*Study text:*
———

PTSD Runs in the Family


LOUDER THAN BOMBS (A-minus) - A strong cast brings home a quietly effective drama about dysfunctional family whose emotions and shortcomings are exposed by the death of the woman who shaped them.

Norwegian director Joachim Trier, five years after his punch in the gut about the day in the life about a drug addict, "Oslo, August 31st," once again teams up with writer Eskil Vogt for a well observed character study of wounded souls. Here he follows a father dealing with his two sons after the death of their mother, who was a superstar war photographer and, by extension, a distant wife and mother, literally and figuratively.

Isabelle Huppert appears in sporadic flashbacks as Isabelle, who is addicted to the adrenaline rush of her globetrotting and is more devoted to her award-winning career than she is to her husband, Gene (a somber Gabriel Byrne). In a tender scene, she taunts him with a recitation of a sexual dream she had, and he playfully accuses her of trying to pick a fight with him. Gene suspects that Isabelle is closer with her correspondent colleague (and the couple's friend) Richard (David Straithairn, powerfully understated) than she has let on.

The couple's grown son, Jonah (a somewhat wooden Jesse Eisenberg), a fledgling professor, is escaping from the suffocating trap that is his beautiful wife and newborn and finds sanctuary with Gene, belatedly sifting through Isabelle's archives a year or two after her death. Still living at home is teenaged Conrad (Devin Druid), a tortured soul struggling to process his mother's death and his painful awkwardness with classmates.  Conrad longs to make a connection with a cute girl-next-door type, and he nurtures a significant writing talent that seems to be his only form of self-expression. Meantime, he berates his father, lies to him, and seems to resent him for letting Isabelle abandon them through the years. Her death, ironically, in a local car crash gnaws at him. Gene has neglected to tell Conrad the truth that everyone else knows -- Isabelle's death was likely a suicide. Richard's impending profile of Isabelle in the New York Times will reveal that uncomfortable truth, and the question here is whether Gene will be able to step up and have the decency to catch Conrad up to speed before the Times casually reports it on Page 1.

———

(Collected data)
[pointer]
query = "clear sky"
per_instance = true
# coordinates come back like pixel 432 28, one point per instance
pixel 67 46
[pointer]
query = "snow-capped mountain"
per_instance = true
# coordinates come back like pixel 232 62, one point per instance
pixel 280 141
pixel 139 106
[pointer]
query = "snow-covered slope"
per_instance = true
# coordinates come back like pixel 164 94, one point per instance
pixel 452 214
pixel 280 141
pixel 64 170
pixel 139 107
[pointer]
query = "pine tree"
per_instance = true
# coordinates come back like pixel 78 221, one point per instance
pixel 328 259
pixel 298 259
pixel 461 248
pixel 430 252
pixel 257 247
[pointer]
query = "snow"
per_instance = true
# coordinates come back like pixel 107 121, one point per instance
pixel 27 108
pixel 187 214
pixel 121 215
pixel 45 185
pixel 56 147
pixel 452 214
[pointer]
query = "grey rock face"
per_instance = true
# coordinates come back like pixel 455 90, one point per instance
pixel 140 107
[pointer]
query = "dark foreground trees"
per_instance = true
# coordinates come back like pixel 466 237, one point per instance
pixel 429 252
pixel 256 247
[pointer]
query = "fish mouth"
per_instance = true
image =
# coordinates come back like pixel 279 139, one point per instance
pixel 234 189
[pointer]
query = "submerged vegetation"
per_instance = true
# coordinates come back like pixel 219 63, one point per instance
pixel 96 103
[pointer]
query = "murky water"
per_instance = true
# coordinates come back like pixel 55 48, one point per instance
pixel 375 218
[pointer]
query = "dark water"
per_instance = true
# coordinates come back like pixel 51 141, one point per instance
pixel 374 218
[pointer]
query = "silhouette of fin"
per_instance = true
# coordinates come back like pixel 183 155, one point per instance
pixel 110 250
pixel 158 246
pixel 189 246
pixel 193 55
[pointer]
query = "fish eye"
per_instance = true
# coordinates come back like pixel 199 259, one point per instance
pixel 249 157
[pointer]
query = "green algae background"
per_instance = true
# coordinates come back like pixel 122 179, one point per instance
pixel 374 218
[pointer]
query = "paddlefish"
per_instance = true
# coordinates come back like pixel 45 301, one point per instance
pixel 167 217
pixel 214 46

———

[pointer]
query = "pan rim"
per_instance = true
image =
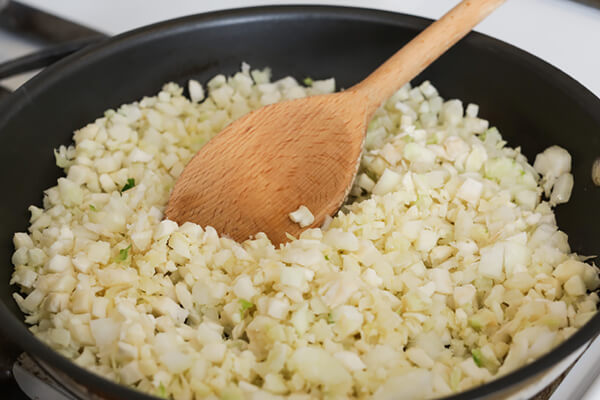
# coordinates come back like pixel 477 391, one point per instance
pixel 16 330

———

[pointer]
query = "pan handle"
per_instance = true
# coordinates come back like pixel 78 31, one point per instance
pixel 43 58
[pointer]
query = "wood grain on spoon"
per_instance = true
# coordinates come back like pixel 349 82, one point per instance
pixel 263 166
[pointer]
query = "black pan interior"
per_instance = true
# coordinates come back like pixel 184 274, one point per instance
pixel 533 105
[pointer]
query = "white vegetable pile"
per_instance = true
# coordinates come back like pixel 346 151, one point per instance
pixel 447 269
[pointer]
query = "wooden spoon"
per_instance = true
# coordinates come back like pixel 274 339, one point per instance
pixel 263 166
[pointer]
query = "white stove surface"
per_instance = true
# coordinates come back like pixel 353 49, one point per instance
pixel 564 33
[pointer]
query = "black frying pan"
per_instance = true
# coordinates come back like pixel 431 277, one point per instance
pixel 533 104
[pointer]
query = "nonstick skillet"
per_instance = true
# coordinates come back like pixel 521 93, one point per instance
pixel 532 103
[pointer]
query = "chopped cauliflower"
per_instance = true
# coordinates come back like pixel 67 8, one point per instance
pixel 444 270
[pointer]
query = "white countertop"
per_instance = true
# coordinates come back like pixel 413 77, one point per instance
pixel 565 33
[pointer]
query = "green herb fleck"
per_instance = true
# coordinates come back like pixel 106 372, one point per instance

———

*Using the information:*
1 – What was Isabelle's job, according to the film review?
2 – Pick up the film review right after its last sentence and keep writing.

*Task responses:*
1 – She was a superstar war photographer.

2 –
Trier effortlessly plays with the story's chronology, jumping back and forth in time, repeating scenes from a different character's perspective. But instead of that being confusing, it almost feels natural, mimicking the way we pass through our days, cycling from the past to the present constantly. Trier eases us into the disjointed rhythms, like an expert jazz musician, and it deepens the viewing experience.

Huppert, with that intimidating blank stare of hers, haunts these men and boys like a ghost floating through a horror film, just like the images of suffering that she captured haunted her to an early grave. While Byrne and Eisenberg mope a bit too much, Druid strikes just the right tone of teen angst and confusion. He's earnest and sensitive but angry and sullen. Trier is both compassionate and critical with Conrad as well as with Gene and Jonah.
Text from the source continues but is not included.